◆ **TASK PROMPT**:
Look through the entries for the line containing "Target: white baseboard". Then output that line and every line after it, exactly, to the end.

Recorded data

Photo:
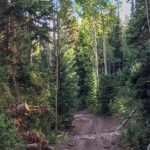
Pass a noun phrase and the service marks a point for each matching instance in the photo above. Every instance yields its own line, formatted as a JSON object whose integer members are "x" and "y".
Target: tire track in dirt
{"x": 92, "y": 133}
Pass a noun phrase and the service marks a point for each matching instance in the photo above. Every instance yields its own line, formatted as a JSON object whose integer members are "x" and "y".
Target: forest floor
{"x": 92, "y": 132}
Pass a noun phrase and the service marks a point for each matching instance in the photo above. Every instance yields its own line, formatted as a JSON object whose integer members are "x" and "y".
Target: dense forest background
{"x": 58, "y": 57}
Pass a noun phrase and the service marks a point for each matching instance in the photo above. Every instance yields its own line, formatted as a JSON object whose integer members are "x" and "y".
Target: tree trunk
{"x": 96, "y": 55}
{"x": 104, "y": 48}
{"x": 147, "y": 13}
{"x": 56, "y": 71}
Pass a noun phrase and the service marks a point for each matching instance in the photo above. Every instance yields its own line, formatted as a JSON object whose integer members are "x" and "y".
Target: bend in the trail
{"x": 92, "y": 133}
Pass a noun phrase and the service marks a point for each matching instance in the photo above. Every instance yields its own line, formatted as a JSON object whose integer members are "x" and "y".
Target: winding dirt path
{"x": 92, "y": 133}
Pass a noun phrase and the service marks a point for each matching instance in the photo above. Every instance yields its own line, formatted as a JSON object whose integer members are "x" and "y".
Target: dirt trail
{"x": 92, "y": 133}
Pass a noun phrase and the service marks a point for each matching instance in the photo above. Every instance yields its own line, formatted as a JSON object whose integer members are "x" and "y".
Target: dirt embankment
{"x": 92, "y": 133}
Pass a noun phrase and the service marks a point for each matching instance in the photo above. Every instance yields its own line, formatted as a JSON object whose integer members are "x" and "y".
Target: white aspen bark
{"x": 96, "y": 55}
{"x": 147, "y": 13}
{"x": 56, "y": 73}
{"x": 104, "y": 48}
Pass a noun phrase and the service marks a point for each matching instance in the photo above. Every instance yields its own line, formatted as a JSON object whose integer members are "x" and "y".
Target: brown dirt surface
{"x": 91, "y": 132}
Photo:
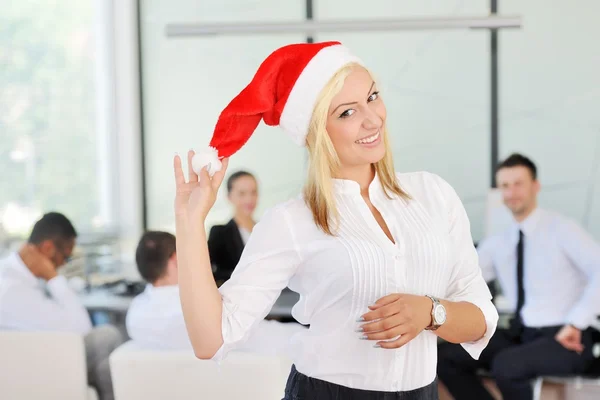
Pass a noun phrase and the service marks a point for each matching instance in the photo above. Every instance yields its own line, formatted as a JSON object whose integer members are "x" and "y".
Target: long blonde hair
{"x": 324, "y": 162}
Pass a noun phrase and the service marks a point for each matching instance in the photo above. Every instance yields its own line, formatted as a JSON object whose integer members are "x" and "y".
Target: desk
{"x": 106, "y": 301}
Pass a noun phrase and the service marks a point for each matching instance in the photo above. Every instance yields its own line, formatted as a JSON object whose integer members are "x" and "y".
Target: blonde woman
{"x": 383, "y": 261}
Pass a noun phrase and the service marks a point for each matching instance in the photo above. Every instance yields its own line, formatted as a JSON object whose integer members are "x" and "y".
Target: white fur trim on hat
{"x": 208, "y": 158}
{"x": 297, "y": 112}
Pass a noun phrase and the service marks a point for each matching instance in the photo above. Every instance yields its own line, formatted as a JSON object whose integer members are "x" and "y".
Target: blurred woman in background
{"x": 226, "y": 242}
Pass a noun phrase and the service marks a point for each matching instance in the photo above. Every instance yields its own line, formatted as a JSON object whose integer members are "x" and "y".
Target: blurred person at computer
{"x": 155, "y": 318}
{"x": 548, "y": 268}
{"x": 226, "y": 242}
{"x": 34, "y": 297}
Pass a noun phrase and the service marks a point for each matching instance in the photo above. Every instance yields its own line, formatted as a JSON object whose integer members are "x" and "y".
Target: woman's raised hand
{"x": 195, "y": 197}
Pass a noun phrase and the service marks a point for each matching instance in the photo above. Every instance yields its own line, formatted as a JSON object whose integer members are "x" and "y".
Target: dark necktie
{"x": 520, "y": 288}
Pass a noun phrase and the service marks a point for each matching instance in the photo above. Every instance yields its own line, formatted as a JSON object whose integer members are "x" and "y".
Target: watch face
{"x": 440, "y": 315}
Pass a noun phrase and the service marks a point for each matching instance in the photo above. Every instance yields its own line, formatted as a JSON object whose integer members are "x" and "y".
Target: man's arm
{"x": 584, "y": 252}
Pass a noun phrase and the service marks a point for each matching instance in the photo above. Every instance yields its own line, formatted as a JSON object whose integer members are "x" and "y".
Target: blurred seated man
{"x": 155, "y": 319}
{"x": 33, "y": 297}
{"x": 548, "y": 268}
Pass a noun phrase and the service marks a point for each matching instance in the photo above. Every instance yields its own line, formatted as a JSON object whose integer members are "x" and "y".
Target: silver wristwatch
{"x": 438, "y": 314}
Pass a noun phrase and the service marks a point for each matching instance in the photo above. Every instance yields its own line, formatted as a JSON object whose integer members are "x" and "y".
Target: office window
{"x": 55, "y": 115}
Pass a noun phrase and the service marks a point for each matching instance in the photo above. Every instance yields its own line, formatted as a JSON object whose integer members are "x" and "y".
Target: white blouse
{"x": 338, "y": 277}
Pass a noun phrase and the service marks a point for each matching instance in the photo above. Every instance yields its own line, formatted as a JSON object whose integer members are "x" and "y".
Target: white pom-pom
{"x": 209, "y": 158}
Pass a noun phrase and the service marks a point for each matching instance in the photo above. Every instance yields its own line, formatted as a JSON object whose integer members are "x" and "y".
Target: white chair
{"x": 140, "y": 374}
{"x": 43, "y": 365}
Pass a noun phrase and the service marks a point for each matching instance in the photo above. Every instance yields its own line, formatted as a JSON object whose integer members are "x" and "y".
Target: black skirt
{"x": 302, "y": 387}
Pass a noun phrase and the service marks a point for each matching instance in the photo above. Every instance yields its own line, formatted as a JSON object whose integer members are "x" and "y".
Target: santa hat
{"x": 283, "y": 92}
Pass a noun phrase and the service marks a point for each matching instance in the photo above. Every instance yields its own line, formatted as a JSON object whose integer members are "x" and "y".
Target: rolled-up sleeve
{"x": 269, "y": 260}
{"x": 466, "y": 282}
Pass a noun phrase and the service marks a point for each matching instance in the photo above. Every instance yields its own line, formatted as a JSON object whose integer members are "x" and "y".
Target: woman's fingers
{"x": 204, "y": 177}
{"x": 179, "y": 178}
{"x": 193, "y": 177}
{"x": 383, "y": 324}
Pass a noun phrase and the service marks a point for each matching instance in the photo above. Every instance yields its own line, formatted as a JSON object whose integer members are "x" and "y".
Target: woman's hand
{"x": 401, "y": 316}
{"x": 195, "y": 198}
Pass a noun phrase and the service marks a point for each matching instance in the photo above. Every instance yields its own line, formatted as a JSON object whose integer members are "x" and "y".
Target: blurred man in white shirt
{"x": 155, "y": 319}
{"x": 549, "y": 270}
{"x": 33, "y": 297}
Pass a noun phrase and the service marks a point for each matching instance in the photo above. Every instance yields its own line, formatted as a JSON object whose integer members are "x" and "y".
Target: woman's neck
{"x": 363, "y": 175}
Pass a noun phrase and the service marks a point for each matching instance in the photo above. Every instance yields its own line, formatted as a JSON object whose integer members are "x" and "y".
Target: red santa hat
{"x": 283, "y": 92}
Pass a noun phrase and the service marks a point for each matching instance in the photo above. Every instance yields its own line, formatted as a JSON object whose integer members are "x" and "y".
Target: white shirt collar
{"x": 350, "y": 187}
{"x": 529, "y": 224}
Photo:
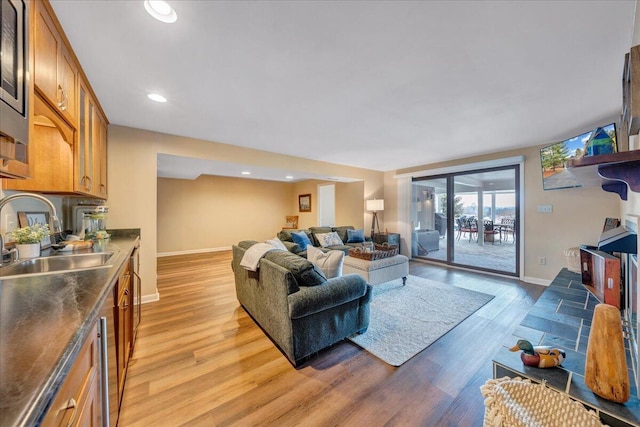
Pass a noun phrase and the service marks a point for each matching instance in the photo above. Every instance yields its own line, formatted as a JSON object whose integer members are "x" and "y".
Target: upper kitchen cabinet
{"x": 90, "y": 163}
{"x": 68, "y": 141}
{"x": 55, "y": 73}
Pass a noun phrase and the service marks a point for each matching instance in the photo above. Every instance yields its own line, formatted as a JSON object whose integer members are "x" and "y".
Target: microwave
{"x": 14, "y": 121}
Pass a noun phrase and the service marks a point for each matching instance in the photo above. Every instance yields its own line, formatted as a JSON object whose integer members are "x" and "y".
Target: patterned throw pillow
{"x": 330, "y": 262}
{"x": 355, "y": 236}
{"x": 276, "y": 243}
{"x": 329, "y": 239}
{"x": 301, "y": 238}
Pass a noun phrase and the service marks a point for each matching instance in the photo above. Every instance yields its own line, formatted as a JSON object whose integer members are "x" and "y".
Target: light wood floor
{"x": 201, "y": 361}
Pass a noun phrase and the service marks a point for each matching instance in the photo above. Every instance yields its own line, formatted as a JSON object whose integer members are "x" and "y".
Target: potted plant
{"x": 27, "y": 239}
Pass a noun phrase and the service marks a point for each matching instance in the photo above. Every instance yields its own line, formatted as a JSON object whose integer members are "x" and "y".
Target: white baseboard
{"x": 536, "y": 281}
{"x": 193, "y": 251}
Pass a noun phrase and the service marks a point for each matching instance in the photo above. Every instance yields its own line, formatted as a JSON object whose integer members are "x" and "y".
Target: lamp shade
{"x": 375, "y": 205}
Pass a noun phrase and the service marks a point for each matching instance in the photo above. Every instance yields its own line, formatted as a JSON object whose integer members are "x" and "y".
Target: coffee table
{"x": 378, "y": 271}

◆ **OUTPUT OF THE EXERCISE**:
Target: white baseboard
{"x": 536, "y": 281}
{"x": 193, "y": 251}
Pass a noun phrase and the service marks a point for each matching instance in the photo above. Every instance yields its own line, formatted as a JSON object whose integer members are "x" and "y".
Target: lamp shade
{"x": 375, "y": 205}
Pass a noun phrase and the service marks a point for each matching instance in the photo above. Every instance yields its own line, formatted as a JSON object whose integer members are "x" and "y".
Target: coffee table
{"x": 378, "y": 271}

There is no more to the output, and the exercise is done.